**Exercise input**:
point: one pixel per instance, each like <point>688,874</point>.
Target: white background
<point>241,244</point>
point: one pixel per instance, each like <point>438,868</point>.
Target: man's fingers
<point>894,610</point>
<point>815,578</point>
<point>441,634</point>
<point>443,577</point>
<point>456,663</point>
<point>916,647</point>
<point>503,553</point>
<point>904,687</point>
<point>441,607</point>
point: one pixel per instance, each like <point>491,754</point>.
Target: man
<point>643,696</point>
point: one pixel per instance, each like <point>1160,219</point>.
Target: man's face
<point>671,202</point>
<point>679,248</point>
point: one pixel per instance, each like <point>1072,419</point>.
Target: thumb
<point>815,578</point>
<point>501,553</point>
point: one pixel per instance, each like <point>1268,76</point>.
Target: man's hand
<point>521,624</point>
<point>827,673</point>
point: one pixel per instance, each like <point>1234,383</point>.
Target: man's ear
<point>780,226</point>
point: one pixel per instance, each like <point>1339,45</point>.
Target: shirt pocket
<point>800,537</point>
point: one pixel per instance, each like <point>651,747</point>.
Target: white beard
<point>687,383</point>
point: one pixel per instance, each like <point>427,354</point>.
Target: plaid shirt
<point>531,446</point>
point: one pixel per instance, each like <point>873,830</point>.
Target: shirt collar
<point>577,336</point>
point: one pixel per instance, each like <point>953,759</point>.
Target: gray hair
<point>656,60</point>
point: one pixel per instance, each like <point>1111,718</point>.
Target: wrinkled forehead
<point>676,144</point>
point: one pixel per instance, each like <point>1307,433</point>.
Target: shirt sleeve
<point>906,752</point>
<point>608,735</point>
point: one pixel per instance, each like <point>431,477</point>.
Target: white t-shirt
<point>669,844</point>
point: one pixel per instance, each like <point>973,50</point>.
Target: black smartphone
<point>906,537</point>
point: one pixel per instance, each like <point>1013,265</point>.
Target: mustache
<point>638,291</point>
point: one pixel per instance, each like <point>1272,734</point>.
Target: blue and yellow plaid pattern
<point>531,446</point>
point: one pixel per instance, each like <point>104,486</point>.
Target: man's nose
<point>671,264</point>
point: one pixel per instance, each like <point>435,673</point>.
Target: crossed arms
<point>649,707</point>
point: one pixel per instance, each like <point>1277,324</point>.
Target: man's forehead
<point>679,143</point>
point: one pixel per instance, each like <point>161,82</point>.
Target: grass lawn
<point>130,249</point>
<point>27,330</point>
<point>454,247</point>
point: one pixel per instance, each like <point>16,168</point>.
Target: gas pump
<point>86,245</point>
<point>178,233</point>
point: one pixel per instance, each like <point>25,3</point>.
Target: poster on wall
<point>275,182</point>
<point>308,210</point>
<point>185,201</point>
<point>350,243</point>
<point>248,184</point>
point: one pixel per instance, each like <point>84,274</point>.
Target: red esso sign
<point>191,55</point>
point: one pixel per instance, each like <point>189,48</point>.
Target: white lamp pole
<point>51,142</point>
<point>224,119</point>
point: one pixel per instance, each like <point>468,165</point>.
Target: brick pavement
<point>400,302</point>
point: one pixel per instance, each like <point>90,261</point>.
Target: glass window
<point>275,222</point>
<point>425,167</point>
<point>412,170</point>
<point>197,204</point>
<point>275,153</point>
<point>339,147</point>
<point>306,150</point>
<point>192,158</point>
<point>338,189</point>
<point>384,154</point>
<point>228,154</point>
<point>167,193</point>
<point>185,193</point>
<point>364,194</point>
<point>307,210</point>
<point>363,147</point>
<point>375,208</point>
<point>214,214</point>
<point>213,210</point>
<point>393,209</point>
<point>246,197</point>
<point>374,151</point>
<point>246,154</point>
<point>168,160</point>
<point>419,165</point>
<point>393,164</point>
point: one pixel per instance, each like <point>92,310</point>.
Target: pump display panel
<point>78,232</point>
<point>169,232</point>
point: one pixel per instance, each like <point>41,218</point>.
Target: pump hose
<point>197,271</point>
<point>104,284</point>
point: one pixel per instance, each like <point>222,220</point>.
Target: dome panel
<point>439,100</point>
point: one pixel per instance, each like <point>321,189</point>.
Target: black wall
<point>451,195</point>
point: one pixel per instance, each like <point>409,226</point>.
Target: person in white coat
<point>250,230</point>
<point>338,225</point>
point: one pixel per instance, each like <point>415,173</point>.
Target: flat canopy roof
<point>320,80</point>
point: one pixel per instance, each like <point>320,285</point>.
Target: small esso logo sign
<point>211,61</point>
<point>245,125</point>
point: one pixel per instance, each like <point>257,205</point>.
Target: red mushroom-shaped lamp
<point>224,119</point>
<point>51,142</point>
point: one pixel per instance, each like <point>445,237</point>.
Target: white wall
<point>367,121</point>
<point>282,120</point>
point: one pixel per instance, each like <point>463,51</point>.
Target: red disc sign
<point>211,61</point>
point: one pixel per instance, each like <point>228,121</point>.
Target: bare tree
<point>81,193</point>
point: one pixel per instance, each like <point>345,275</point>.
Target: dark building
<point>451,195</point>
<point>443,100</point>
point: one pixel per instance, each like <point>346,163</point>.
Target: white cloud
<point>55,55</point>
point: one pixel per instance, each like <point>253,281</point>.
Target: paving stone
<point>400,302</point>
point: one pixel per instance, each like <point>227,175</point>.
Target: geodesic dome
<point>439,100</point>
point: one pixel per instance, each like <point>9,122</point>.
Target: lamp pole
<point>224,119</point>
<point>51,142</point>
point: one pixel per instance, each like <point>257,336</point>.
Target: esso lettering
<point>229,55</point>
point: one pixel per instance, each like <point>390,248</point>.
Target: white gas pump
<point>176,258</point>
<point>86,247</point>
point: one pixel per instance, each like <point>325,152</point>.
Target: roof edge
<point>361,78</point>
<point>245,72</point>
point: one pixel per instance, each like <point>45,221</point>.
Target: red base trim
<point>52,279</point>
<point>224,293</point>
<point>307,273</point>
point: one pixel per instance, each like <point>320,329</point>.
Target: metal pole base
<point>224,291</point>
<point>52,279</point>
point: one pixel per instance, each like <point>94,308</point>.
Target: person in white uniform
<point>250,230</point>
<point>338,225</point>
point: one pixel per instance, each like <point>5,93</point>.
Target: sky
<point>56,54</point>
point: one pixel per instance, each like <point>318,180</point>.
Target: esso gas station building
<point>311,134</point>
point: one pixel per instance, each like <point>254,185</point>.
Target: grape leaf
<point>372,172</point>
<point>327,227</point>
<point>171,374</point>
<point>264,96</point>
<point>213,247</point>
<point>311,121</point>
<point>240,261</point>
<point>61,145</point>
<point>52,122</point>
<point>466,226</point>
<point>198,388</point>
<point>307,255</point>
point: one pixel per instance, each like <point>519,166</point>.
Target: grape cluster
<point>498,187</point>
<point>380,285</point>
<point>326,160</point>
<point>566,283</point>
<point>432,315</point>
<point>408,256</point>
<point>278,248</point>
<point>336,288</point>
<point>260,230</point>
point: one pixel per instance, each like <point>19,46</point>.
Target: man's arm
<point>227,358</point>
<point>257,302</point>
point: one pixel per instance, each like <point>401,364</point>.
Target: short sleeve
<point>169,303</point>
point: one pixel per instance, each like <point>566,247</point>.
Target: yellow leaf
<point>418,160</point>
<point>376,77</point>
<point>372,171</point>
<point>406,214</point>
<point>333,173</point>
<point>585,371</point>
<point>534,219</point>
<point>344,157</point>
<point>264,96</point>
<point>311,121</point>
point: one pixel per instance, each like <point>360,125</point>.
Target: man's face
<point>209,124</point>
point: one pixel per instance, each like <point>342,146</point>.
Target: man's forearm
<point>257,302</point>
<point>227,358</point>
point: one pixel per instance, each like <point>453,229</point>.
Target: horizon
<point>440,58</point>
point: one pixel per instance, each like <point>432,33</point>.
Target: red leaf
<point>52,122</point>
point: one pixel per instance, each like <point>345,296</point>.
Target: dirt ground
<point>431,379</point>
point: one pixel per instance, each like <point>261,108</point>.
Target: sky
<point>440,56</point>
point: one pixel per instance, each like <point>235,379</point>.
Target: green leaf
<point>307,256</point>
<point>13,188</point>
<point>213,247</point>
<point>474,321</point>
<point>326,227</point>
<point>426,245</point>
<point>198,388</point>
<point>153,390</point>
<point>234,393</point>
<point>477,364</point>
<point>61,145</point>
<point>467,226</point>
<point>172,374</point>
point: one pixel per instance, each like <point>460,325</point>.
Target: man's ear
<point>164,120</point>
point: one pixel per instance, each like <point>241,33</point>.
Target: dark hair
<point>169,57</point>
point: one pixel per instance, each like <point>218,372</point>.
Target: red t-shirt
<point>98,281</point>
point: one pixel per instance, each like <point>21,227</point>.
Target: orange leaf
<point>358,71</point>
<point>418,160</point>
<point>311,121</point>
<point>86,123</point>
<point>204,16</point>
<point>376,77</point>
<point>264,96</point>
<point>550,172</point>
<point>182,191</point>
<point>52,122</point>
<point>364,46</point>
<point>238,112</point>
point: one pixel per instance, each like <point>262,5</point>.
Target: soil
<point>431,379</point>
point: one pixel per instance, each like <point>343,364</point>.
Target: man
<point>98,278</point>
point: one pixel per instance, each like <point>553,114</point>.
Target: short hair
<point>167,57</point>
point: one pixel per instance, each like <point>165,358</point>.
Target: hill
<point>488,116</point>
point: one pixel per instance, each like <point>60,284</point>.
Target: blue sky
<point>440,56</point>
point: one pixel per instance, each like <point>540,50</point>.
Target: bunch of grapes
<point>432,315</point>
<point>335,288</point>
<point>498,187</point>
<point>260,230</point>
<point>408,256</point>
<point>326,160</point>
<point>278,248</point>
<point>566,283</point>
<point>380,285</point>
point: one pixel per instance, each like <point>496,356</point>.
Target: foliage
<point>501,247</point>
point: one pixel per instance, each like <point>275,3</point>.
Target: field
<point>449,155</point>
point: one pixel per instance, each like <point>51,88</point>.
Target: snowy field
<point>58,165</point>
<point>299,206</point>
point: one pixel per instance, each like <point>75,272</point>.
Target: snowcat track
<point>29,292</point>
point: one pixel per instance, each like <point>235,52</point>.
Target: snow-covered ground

**Brief**:
Set down each line of the material verbatim, from the first line through the line that contains "point: one pixel per instance, each like <point>491,754</point>.".

**Answer to this problem**:
point: one pixel per instance, each like <point>688,874</point>.
Target: white background
<point>241,244</point>
point: one pixel per instance, each like <point>438,868</point>.
Target: man's fingers
<point>894,610</point>
<point>815,578</point>
<point>441,634</point>
<point>443,577</point>
<point>456,663</point>
<point>916,647</point>
<point>503,553</point>
<point>904,687</point>
<point>441,607</point>
point: one pixel per instance, each like <point>491,754</point>.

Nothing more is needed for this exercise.